▶ _What is required_
Using the records below, write out the line with "of the green" and each line after it through the final one, exactly, and only those.

>>

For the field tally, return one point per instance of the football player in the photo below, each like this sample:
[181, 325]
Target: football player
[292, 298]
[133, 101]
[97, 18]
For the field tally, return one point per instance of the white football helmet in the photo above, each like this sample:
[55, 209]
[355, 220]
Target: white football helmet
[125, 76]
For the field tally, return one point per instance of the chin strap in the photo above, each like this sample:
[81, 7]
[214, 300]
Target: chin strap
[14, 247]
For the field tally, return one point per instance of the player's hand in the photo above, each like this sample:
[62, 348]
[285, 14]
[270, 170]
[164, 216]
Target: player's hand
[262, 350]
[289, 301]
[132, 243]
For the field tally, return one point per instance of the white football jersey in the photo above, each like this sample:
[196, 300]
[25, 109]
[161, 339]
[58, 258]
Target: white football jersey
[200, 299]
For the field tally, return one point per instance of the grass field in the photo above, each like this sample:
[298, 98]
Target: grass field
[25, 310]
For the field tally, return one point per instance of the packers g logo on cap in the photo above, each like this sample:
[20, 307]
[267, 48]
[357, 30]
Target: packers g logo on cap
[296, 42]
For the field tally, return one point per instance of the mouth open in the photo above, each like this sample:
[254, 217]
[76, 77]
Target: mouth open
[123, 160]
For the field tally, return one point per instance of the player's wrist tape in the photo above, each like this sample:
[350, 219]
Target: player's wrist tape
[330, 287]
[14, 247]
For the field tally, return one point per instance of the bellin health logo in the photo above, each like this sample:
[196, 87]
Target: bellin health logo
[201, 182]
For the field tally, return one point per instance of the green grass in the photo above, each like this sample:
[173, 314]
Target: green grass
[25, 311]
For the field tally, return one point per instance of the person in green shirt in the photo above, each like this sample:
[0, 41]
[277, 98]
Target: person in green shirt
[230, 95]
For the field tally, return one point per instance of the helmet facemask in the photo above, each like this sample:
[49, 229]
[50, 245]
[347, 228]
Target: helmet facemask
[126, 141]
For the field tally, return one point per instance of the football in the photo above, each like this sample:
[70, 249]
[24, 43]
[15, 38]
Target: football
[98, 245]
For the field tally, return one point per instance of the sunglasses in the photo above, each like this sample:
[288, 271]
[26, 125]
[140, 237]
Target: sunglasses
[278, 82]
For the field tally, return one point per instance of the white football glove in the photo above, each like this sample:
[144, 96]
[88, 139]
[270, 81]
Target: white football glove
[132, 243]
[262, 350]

<<

▶ _Answer_
For the field tally, return one point per instance of the green grass in the photo above, each like this sample:
[173, 314]
Target: green grass
[25, 311]
For the field tally, return one point per instance of the person in green shirt in the photo above, each like this sample:
[0, 41]
[277, 98]
Target: person in green shirt
[230, 95]
For the field tally, return one point per instance of the helmet facemask in the photo above, each like this sample:
[49, 229]
[50, 245]
[347, 228]
Target: helmet facemask
[126, 141]
For the field tally, return one point per instance of the football in the photo above, each like this sample:
[70, 249]
[24, 43]
[15, 38]
Target: football
[98, 245]
For the field tally, return one point per instance of the sunglasses in the photo above, each like this sample:
[288, 271]
[26, 125]
[140, 237]
Target: sunglasses
[278, 82]
For the field tally, return one point per instance of the white football glove in the photo above, each like this sample:
[144, 96]
[88, 139]
[270, 81]
Target: white football glove
[132, 243]
[262, 350]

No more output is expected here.